Copy the records word for word, starting at the line that contains "Locate every instance of the long dark" and continuing through the end of the records. Leave the pictures out of your copy.

────────

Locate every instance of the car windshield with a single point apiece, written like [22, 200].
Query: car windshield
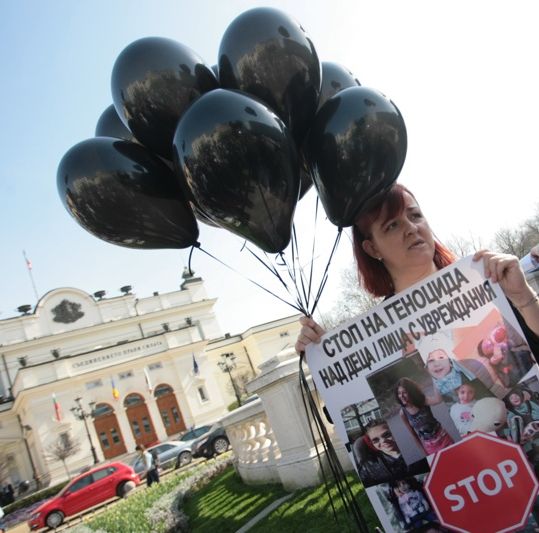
[194, 433]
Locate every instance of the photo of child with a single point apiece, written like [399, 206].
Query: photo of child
[407, 507]
[461, 412]
[508, 356]
[418, 417]
[447, 372]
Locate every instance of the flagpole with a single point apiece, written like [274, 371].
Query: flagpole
[29, 267]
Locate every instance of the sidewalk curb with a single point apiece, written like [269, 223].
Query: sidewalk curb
[265, 512]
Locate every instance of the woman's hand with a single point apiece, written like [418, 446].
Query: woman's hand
[505, 269]
[310, 332]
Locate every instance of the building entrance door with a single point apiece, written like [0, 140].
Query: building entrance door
[108, 431]
[139, 420]
[169, 410]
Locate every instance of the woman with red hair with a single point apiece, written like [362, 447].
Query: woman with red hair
[395, 248]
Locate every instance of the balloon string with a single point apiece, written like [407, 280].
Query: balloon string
[301, 274]
[325, 275]
[342, 484]
[269, 266]
[274, 271]
[313, 248]
[299, 309]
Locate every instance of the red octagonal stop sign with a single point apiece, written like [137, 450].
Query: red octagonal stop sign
[482, 484]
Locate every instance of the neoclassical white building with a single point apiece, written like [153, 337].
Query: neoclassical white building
[145, 368]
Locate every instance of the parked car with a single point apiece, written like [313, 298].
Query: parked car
[214, 443]
[193, 435]
[86, 490]
[192, 438]
[172, 453]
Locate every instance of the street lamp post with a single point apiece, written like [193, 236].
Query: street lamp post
[227, 364]
[82, 414]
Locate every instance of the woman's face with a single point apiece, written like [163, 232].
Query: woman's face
[402, 395]
[381, 438]
[515, 400]
[438, 364]
[403, 242]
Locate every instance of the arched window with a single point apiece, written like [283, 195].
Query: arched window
[161, 390]
[133, 399]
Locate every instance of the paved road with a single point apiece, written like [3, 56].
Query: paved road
[19, 528]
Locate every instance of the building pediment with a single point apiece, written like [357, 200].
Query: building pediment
[66, 308]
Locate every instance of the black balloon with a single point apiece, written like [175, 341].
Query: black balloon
[122, 193]
[241, 166]
[110, 125]
[264, 52]
[356, 149]
[335, 78]
[154, 80]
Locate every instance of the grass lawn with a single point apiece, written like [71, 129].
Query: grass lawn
[226, 504]
[310, 511]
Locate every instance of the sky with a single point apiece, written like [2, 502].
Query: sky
[463, 74]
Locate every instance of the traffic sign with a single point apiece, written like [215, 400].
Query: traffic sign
[482, 484]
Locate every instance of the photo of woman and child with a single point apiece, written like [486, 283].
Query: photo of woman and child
[378, 458]
[413, 407]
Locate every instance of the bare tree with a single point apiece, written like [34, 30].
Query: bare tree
[462, 246]
[519, 241]
[3, 469]
[241, 378]
[63, 447]
[353, 300]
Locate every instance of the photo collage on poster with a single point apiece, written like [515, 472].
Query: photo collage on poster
[446, 385]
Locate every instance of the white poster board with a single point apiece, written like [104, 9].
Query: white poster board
[453, 337]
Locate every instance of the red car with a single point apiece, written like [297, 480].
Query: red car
[86, 490]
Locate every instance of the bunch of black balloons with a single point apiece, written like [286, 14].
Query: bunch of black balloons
[234, 145]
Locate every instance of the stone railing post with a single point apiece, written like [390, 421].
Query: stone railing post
[279, 389]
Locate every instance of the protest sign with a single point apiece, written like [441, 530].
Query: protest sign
[416, 374]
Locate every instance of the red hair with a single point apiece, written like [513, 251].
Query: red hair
[372, 273]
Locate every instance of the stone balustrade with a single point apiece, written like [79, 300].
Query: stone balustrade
[272, 437]
[253, 442]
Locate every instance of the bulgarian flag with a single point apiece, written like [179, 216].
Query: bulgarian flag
[115, 391]
[148, 381]
[57, 408]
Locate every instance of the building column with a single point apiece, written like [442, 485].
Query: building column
[157, 421]
[125, 428]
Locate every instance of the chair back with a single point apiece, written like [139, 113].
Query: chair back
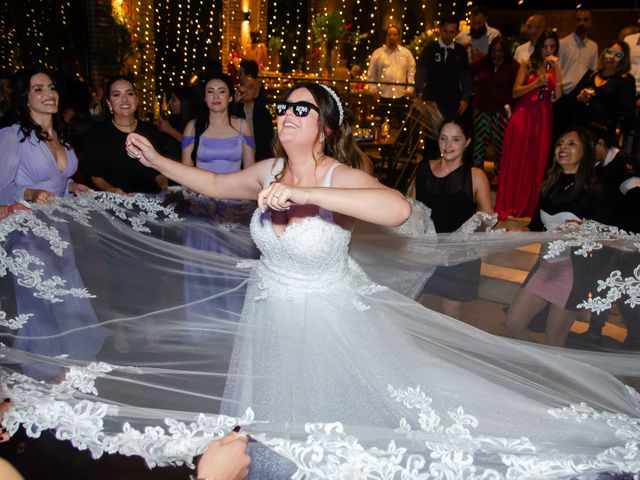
[423, 120]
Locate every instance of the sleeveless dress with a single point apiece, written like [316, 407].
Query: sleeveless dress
[30, 164]
[450, 199]
[319, 342]
[525, 151]
[218, 155]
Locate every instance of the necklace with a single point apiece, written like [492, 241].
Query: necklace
[113, 120]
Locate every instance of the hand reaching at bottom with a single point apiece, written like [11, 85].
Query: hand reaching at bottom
[225, 459]
[279, 197]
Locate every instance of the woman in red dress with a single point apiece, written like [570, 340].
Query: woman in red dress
[528, 135]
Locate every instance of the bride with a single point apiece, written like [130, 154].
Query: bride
[415, 392]
[333, 375]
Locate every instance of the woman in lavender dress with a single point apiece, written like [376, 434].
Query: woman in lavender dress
[218, 142]
[36, 165]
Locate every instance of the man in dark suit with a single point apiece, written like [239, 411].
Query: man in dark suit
[256, 112]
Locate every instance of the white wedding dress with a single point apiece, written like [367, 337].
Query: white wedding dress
[320, 342]
[335, 375]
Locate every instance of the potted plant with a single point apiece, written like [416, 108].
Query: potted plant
[274, 46]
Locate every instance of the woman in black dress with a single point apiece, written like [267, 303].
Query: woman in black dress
[606, 95]
[570, 193]
[454, 192]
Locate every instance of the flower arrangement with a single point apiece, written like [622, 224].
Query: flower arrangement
[275, 44]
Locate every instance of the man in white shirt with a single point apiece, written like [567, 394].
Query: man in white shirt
[392, 63]
[634, 49]
[477, 38]
[633, 41]
[578, 53]
[534, 26]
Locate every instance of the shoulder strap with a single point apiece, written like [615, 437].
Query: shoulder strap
[328, 214]
[327, 178]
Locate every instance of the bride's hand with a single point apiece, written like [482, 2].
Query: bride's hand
[278, 196]
[139, 147]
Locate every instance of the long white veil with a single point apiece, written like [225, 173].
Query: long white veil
[119, 315]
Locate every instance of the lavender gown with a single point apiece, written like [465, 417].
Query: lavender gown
[30, 164]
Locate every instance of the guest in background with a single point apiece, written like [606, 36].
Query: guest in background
[495, 76]
[528, 135]
[392, 63]
[442, 72]
[109, 166]
[454, 192]
[606, 95]
[443, 76]
[183, 104]
[36, 164]
[5, 97]
[578, 55]
[257, 51]
[619, 173]
[477, 38]
[534, 26]
[75, 106]
[569, 193]
[633, 40]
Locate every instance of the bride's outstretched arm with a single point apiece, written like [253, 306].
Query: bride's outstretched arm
[242, 185]
[353, 193]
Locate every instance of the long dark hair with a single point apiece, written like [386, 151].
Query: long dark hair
[339, 143]
[107, 92]
[21, 87]
[624, 67]
[585, 173]
[537, 58]
[202, 119]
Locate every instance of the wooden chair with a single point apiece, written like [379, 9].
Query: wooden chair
[396, 163]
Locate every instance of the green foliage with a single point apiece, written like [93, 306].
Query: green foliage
[420, 41]
[119, 46]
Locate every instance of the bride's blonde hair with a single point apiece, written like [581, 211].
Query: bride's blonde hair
[338, 137]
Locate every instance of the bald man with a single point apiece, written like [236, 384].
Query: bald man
[534, 26]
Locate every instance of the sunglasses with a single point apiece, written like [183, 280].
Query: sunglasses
[300, 109]
[614, 53]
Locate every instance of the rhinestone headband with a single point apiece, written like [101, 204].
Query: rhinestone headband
[335, 97]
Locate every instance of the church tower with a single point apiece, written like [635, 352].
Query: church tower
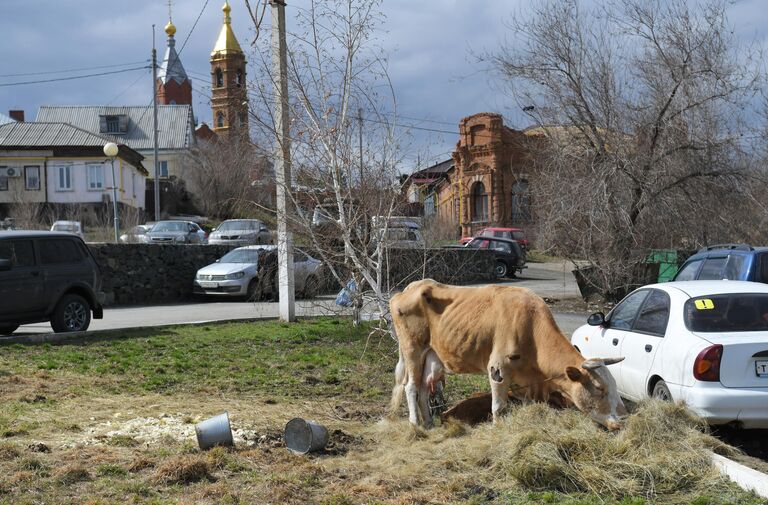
[228, 91]
[173, 85]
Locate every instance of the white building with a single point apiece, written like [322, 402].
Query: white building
[57, 163]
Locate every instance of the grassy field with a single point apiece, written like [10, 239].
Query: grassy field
[111, 420]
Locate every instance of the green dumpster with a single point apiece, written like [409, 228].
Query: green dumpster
[667, 261]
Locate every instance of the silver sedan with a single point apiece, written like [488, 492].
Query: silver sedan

────────

FULL SOLUTION:
Locate every instance of the long dark hair with a single point apiece, written like [386, 151].
Query: long dark hair
[339, 143]
[107, 92]
[21, 87]
[624, 67]
[585, 173]
[537, 58]
[202, 119]
Locate every instance of the wooden chair with a single point apiece, written like [379, 9].
Query: wooden chair
[396, 163]
Locate every instance of the green foliage with a single point apiece, written like [93, 306].
Query: green foliage
[420, 41]
[119, 46]
Locate every instance of the bride's blonde hair with a single point apiece, written like [581, 211].
Query: bride's blonde hair
[338, 137]
Locate every instance of the bald man with a single point apiece, written like [236, 384].
Query: bald man
[534, 26]
Locate every instance of the sunglasses with a single point apiece, written like [183, 280].
Query: sunglasses
[300, 109]
[614, 53]
Locate every instance of the rhinestone headband with a single point apiece, written like [101, 204].
Query: rhinestone headband
[335, 97]
Locate every instance of the church tower with a single point apiece, written like [635, 352].
Query: church tower
[228, 91]
[173, 85]
Locate every instance of the white building with a single point apiece, written like [322, 402].
Query: white building
[57, 163]
Locate every instance of the grassy field with a single point apiece, written like [10, 239].
Query: grassy field
[111, 420]
Locate every instance of the green dumpster with a single point apiece, written like [409, 228].
Query: green dumpster
[667, 261]
Locate every instance of the silver sedan with a single point apiece, written like [488, 492].
Query: silver sedan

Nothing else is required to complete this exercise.